• **What you will do**
1. Answer each question about the thread on iodine for newborn goats' cords, one line per answer, marked (a), (b), (c) to match.
(a) What condition does sweetgoats say the iodine helps prevent?
(b) For about how many days does sweetgoats dip them?
(c) What does liz use to hold the iodine when dropping cords into it?
2. Summarize the thread on iodine for newborn goats' cords in two sentences.
3. Continue the thread on iodine for newborn goats' cords from the point where it stops.

##### Given text

# Iodine after birth?



## Natermotor (Jan 31, 2011)

Hello, I am pickin up 2 pregnant does that will be due in April and May. What is the point of dipping them in the iodine after birth? 

Thank you


----------



## toth boer goats (Jul 20, 2008)

Welcome... :greengrin: 

I dip the babies cords...well.. I spray it on there real good.... :wink: after I dry them off some.... it should be done.. shortly after birth.... :wink:


----------



## sweetgoats (Oct 18, 2007)

The reason for it is to help prevent the babies from getting Joint ill. It is not something you want. 

Since the strong iodine is not available anymore (thanks to the drug dealers), I just use the strongest I can buy and I dip them every day for about three days. Yes that is over kill, but I am just that way. :greengrin: 

It just helps them heal and prevent infection from going up inside the cord.


----------



## Natermotor (Jan 31, 2011)

Thanks guys, do you know where I would be able to pick up some iodine? 

Thanks :wink:


----------



## toth boer goats (Jul 20, 2008)

Your welcome...you can get it from a drug store.... :wink:


----------



## liz (Oct 5, 2007)

You can get "Gentled Iodine" from Tractor supply, it comes in a brown bottle, I use a baby food jar with it in to drop cords into then push it against the baby's belly and turn it and the kid upside down to cover the entire area.


----------



## HoosierShadow (Apr 20, 2010)

I think I bought mine at kmart or dollar store? I can't remember, but it was one of those stores in the first aid/medicine section. 

A tip would be to get a water bottle, or some small plastic, disposable bottle, when your done with it clean it real good, let it dry, put the lid back on it and keep it in your kidding kit. When the doe kids, put a little bit of iodine in the bottle, that's what we do and it works great.
We had a doe kid last month and I was alone. I picked the kids up one at a time, their back to my chest with one hand and another on the bottle, put the bottle against the kid's belly with the chord hanging inside of the bottle, and kind of swing the kids lower section, gently so that the iodine splashes over the chord really good. Not sure if I explained that very well? LOL But once you do it you'll get what I mean  When your finished, toss the bottle in the used bottle with iodine in the trash, don't reuse...

##########
##### Supplied data

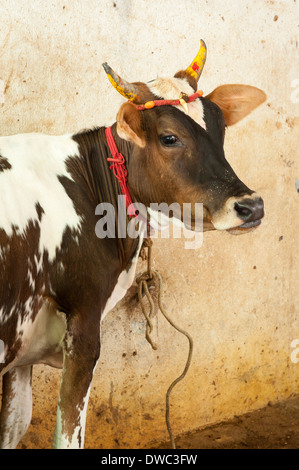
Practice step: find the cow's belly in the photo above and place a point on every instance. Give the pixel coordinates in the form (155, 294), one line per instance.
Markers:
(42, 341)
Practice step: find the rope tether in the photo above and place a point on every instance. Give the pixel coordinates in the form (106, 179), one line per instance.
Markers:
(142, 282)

##########
##### Supplied data

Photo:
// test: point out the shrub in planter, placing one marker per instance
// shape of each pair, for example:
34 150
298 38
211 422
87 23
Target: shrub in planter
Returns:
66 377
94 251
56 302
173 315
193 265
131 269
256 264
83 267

##########
##### Supplied data

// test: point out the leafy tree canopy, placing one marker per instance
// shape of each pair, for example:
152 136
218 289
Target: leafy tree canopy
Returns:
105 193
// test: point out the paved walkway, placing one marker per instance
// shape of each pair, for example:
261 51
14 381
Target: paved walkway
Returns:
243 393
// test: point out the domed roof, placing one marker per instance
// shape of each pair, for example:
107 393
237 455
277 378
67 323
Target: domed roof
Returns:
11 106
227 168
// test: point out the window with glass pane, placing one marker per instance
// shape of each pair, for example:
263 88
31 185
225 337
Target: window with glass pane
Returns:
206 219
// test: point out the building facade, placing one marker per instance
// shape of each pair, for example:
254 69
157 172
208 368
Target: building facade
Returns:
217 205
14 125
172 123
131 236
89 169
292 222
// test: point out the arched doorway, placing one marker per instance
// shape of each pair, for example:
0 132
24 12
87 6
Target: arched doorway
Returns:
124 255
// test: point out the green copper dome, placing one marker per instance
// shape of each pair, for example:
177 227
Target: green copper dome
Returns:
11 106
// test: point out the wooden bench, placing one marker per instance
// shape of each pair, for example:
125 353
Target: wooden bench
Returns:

##########

• **Answers for each item**
1.
(a) Joint ill.
(b) About three days.
(c) A baby food jar.

2. A poster who is picking up two pregnant does asks why newborns are dipped in iodine after birth, and the replies explain that it helps prevent joint ill and infection from going up inside the cord. Others say the iodine can be bought at a drug store or Tractor supply, and describe applying it right after birth by spraying or dipping, including with a small bottle or baby food jar held against the kid's belly.

3.
I do this, and then if the chord needs to be cut shorter I use my fingernails and gently cut away the extra chord. I've read it's bad to use scissors. If you think they'll bleed you can tie it off just above where you want it cut - with dental floss, then cut with scissors that way, just make sure they are clean -------- dip again in iodine when your done. 

Good luck with your does!


----------



## Farmgirl675 (Oct 21, 2010)

First just an FYI: you can still get 7% iodine but you must get it from a vet. I found that the 1% iodine (gentle) seemed to extend the time it took for the cord to dry and fall off.

While I have not had any goat babies yet we have lots of calves every year and their navals get dipped for the same reason as goats, to prevent infection. We save the plastic cups from pudding and fruit single serving packs.....their perfect size and clear so you can see what's going on! I put the iodine in the cup then dip the cord and push up to belly...I do it several times making sure the entire area is soaked, including the belly area around the cord. I discard the cups after use.

As far as the cord being too long....never cut with scissors unless you have tied it off above the cut....better to pinch with fingernails and slightly pull and tear off extra....this mimics the natural seperating of cord and closes off veins. That being said we very rarely do this....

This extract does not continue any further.